● Task A:
List every year that appears in the blog post about the new book on Vichy France.
● Task B:
Continue the blog post about the new book on Vichy France, starting after its last sentence.

● Text provided:
┄┄┄┄┄┄┄┄┄┄┄┄┄┄┄┄┄┄┄┄

Wednesday, January 2, 2008

New book on Vichy France

"The Hunt for Nazi Spies: Fighting Espionage in Vichy France" covers what seems an interesting tangle of espionage and opposing sympathies in Vichy France (Vichy was the name of the French government in the south, from 1940 until its occupation by German forces in 1943). From The New York Sun:

    The British historian Simon Kitson leaves Desseigne's story at this, and rightly so. "The Hunt for Nazi Spies: Fighting Espionage in Vichy France" (University of Chicago Press, 208 pages, $25) is history, not a novel, and Mr. Kitson is a historian's historian: a patient, meticulous master of the archives, a disciplined analyst, a servant of the evidence. His study of the French counterintelligence service's pursuit of German spies during the collaboration is not calculated to appeal to a mass market. Yet the imaginative reader will find the germ here of at least a dozen characters to populate a sensational spy novel.

┄┄┄┄┄┄┄┄┄┄┄┄┄┄┄┄┄┄┄┄

● Extracted data:
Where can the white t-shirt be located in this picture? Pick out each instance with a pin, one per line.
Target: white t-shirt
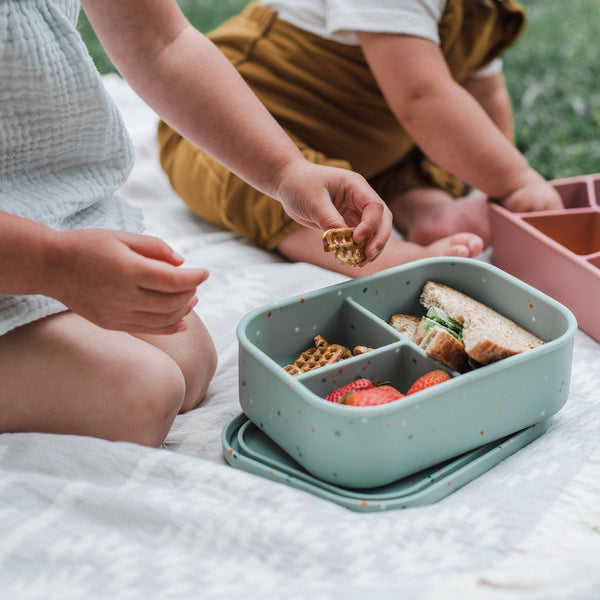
(339, 20)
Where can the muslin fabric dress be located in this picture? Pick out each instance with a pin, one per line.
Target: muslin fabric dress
(64, 150)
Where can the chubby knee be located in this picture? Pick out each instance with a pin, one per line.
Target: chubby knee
(152, 393)
(198, 368)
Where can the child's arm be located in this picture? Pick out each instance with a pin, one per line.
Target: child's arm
(118, 280)
(194, 88)
(492, 95)
(449, 125)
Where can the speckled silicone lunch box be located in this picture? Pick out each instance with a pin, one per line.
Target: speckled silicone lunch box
(558, 252)
(365, 447)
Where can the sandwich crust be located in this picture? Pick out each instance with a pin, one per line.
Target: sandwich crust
(445, 348)
(488, 335)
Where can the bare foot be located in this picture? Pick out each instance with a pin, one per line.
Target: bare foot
(463, 214)
(304, 245)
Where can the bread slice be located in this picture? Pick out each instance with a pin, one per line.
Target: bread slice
(437, 342)
(488, 335)
(445, 348)
(405, 324)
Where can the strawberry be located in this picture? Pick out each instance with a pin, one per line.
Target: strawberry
(338, 395)
(373, 396)
(427, 380)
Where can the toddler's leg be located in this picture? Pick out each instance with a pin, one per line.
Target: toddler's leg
(65, 375)
(426, 215)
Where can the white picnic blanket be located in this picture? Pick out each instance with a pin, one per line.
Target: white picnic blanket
(83, 518)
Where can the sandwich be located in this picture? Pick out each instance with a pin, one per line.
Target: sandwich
(461, 332)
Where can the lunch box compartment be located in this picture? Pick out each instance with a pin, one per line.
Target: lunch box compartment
(578, 232)
(556, 251)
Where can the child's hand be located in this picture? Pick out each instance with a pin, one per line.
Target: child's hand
(121, 280)
(321, 197)
(536, 195)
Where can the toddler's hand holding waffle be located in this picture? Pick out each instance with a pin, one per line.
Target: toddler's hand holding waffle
(346, 250)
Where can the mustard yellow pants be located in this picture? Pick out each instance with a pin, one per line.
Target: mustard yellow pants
(324, 96)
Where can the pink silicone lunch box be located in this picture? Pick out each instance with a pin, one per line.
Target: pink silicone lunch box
(557, 252)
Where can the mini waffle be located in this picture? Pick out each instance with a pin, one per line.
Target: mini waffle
(346, 250)
(319, 355)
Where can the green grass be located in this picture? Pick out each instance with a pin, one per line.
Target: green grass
(552, 72)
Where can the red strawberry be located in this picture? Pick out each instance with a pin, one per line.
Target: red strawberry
(427, 380)
(338, 395)
(373, 396)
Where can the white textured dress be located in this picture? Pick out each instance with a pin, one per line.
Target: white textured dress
(63, 146)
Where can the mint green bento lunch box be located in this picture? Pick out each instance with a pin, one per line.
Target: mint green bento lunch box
(366, 447)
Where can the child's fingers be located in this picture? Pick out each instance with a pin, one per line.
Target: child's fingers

┄┄┄┄┄┄┄┄┄┄┄┄┄┄┄┄┄┄┄┄

● Expected output A:
2008, 1940, 1943

● Expected output B:
    [...]

    Mr. Kitson draws chiefly upon the documents from French counterintelligence seized by the Germans in 1943 following their invasion of the Southern Zone. Some 1,400 cartons were confiscated by the Soviets at the end of the war and repatriated to France at the end of the 1990s; Mr. Kitson's study represents the first systematic analysis of their contents. Unlike private collections donated to the French national archives by former intelligence operatives, these archives have not been sanitized to suggest a heroic narrative of resistance. The story they tell is considerably more ambiguous and complicated. It does no one in Vichy much credit.